EXERCISE OBJECTIVE: Copy every line of the data below word for word, with no changes.

LISTED ENTRIES:
= = = = = = =

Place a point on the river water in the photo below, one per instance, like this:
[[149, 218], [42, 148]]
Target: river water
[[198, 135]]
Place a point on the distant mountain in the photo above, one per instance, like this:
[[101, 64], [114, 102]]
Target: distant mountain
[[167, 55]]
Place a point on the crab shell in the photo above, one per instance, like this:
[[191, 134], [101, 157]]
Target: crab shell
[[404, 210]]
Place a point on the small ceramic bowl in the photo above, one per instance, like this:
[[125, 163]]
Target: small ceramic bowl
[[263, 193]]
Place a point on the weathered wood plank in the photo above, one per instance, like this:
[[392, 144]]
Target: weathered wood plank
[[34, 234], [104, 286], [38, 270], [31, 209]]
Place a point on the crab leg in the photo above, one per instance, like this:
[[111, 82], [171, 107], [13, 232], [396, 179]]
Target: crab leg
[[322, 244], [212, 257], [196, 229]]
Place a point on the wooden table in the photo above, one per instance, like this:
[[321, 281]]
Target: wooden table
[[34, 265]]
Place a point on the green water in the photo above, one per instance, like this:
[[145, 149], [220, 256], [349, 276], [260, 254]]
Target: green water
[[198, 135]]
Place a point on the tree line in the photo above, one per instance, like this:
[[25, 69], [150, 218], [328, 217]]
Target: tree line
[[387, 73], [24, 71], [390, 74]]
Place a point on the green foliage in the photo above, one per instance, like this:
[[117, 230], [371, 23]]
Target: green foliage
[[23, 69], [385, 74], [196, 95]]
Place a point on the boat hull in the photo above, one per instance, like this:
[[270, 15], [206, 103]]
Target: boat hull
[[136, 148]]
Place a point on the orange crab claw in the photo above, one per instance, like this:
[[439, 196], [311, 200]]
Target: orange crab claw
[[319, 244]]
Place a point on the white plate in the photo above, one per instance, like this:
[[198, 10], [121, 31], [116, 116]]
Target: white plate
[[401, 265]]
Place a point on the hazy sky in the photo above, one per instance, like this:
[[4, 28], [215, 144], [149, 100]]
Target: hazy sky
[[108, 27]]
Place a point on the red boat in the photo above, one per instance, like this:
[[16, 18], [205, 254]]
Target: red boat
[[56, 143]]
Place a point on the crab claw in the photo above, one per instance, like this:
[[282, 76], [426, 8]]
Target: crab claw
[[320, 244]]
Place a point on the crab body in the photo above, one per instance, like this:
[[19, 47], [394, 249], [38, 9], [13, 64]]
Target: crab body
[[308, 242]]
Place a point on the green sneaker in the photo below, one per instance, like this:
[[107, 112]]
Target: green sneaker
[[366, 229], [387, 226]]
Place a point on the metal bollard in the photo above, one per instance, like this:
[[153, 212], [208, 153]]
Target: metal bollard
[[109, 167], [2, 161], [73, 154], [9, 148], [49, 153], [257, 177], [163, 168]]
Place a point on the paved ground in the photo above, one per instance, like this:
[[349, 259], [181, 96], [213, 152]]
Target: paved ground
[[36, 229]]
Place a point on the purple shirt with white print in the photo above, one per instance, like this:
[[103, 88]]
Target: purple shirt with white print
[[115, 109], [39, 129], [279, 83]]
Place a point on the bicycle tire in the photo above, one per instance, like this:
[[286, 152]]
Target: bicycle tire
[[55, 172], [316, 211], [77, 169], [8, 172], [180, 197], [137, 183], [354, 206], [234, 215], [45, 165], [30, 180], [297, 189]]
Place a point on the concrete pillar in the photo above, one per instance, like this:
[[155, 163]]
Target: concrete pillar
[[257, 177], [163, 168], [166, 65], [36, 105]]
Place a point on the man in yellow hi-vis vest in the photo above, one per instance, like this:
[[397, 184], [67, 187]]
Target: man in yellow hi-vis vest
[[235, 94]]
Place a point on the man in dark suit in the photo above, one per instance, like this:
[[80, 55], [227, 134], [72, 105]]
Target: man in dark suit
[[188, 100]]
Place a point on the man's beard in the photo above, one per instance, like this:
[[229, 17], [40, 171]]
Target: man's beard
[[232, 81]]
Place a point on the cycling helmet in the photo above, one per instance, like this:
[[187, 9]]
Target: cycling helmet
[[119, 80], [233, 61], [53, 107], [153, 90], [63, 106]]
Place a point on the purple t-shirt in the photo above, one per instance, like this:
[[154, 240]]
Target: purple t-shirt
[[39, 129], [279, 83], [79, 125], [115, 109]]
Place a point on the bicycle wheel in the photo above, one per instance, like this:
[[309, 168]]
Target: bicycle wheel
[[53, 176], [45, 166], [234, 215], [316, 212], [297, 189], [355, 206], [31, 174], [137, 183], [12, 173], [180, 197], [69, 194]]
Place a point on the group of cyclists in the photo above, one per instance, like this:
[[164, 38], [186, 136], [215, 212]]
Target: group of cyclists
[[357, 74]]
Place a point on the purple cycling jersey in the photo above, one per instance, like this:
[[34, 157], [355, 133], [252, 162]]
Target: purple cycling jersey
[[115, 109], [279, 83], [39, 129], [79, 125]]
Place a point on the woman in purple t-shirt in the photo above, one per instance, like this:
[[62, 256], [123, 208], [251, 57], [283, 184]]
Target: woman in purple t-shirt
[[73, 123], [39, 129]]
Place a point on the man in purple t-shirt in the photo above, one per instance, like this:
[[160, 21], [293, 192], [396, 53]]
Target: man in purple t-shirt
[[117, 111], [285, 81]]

= = = = = = =

EXERCISE SOLUTION:
Place a point on the river water in the photo below, one per instance, like this:
[[149, 218], [42, 148]]
Target: river water
[[198, 135]]
Place a point on the distant mountain in the photo above, one per instance, like this:
[[101, 64], [114, 102]]
Target: distant mountain
[[167, 55]]
Place a point on the crab shell in the photo above, one per instance, like this:
[[191, 134], [101, 157]]
Target: crab shell
[[404, 210]]
Place a point on the small ceramic bowl in the photo above, one per instance, like this:
[[125, 163]]
Target: small ceramic bowl
[[263, 193]]
Place a point on the weathered wood plank in the photo above, one per instance, like this:
[[392, 144]]
Target: weathered wood plank
[[34, 234], [104, 286], [38, 270], [31, 209]]
Place a point on the crab leg in the photo above, one per instance, like this:
[[111, 82], [171, 107], [13, 232], [396, 179]]
Target: crab leg
[[322, 244], [212, 257], [196, 229]]
Place a point on the wooden table in the photo above, one per instance, like this:
[[321, 281]]
Target: wooden table
[[34, 265]]
Place a point on the green water in the photo above, one per instance, like this:
[[145, 149], [220, 256], [349, 276], [260, 254]]
Target: green water
[[198, 135]]
Place a point on the tree line in the photo above, one per instance, like this:
[[25, 69], [150, 218], [328, 217]]
Target: tree line
[[387, 73], [24, 71], [390, 74]]
Place a point on the green foliage in the photo above, one per instance, like this:
[[117, 230], [371, 23]]
Target: green foliage
[[23, 69], [385, 74], [196, 95]]
Place a point on the boat hull in the photo above, one per instance, like this:
[[270, 15], [206, 103]]
Target: boat hull
[[136, 148]]
Place a point on the orange crab claw in the photo above, one per instance, like this:
[[439, 196], [311, 200]]
Target: orange crab claw
[[319, 244]]
Place a point on the white plate in the photo above, one per instance, like this:
[[198, 10], [121, 31], [116, 116]]
Target: white plate
[[401, 265]]
Place a point on the hazy sky in the photo above, one per instance, like this:
[[4, 28], [215, 144], [149, 100]]
Target: hazy sky
[[108, 27]]
Place a point on the red boat in the photo above, one per instance, like this:
[[16, 18], [205, 254]]
Target: red boat
[[56, 143]]
Place a point on the crab claw in the photo above, one per instance, like this:
[[282, 76], [426, 8]]
Target: crab claw
[[320, 244]]
Place a point on the crab body in the photo above, one per instance, like this:
[[19, 47], [394, 249], [38, 9], [13, 64]]
Target: crab body
[[308, 242]]
Place a point on the green sneaker in the photo below, one per instance, like this:
[[107, 112]]
Target: green sneaker
[[366, 229], [387, 226]]
Place a point on the metal bollard in the photo above, one per instance, like this:
[[153, 212], [208, 153]]
Target: metal bollard
[[109, 167], [2, 161], [73, 154], [9, 148], [49, 153], [257, 177], [163, 168]]
Place a point on the paved ground in the photo above, one per instance, like this:
[[349, 259], [181, 96], [213, 152]]
Target: paved ground
[[36, 229]]
Place a point on the purple shirt with white print in the photo above, one per instance, like this:
[[103, 88]]
Target: purple shirt with white print
[[115, 109], [39, 129], [279, 83]]
Place a point on the bicycle tire in the photo above, one per instance, like this:
[[286, 152]]
Target: bicycle tire
[[55, 172], [316, 211], [77, 169], [8, 172], [180, 197], [137, 183], [354, 206], [234, 215], [45, 165], [30, 180], [297, 189]]
Place a point on the concrete pillar in the photo above, one per instance, like this:
[[155, 163]]
Target: concrete pillar
[[257, 177], [163, 168], [166, 65], [36, 105]]
Place a point on the man in yellow hi-vis vest in the photo above, one per instance, like this:
[[397, 184], [67, 187]]
Target: man in yellow hi-vis vest
[[235, 94]]
Place a point on the man in dark suit in the photo above, one per instance, like this:
[[80, 55], [227, 134], [72, 105]]
Target: man in dark suit
[[188, 100]]
Place a point on the man's beard in the photo above, one per instance, like this:
[[229, 17], [40, 171]]
Target: man's beard
[[232, 81]]
Place a point on the cycling helmet in the photo above, one per instance, like this:
[[187, 9]]
Target: cycling helmet
[[119, 80], [233, 61], [53, 107], [153, 90], [63, 106]]
Place a point on the purple t-shirt in the photo above, one per instance, like this:
[[154, 240]]
Target: purple t-shirt
[[39, 129], [279, 83], [79, 125], [115, 109]]
Place a point on the bicycle wheel in the photo above, one per instance, like this:
[[309, 168]]
Target: bicycle wheel
[[53, 176], [45, 166], [234, 215], [316, 212], [297, 189], [355, 206], [31, 174], [137, 183], [12, 173], [180, 197], [69, 194]]
Place a point on the group of cyclists in the photo above, one per instance, like this:
[[164, 38], [186, 136], [215, 212]]
Target: group of cyclists
[[357, 74]]
Place a point on the purple cycling jersey in the photo above, one per instance, like this:
[[34, 157], [355, 133], [252, 162]]
Target: purple cycling jersey
[[115, 109], [279, 83], [39, 129], [79, 125]]
Place a point on the woman in purple t-shirt in the photo above, one per instance, like this:
[[62, 256], [123, 208], [251, 57], [283, 184]]
Target: woman in purple t-shirt
[[73, 123], [39, 129]]
Place a point on the man in purple t-shirt in the photo above, one per instance, like this:
[[160, 21], [293, 192], [396, 53]]
Target: man in purple t-shirt
[[117, 111], [285, 81]]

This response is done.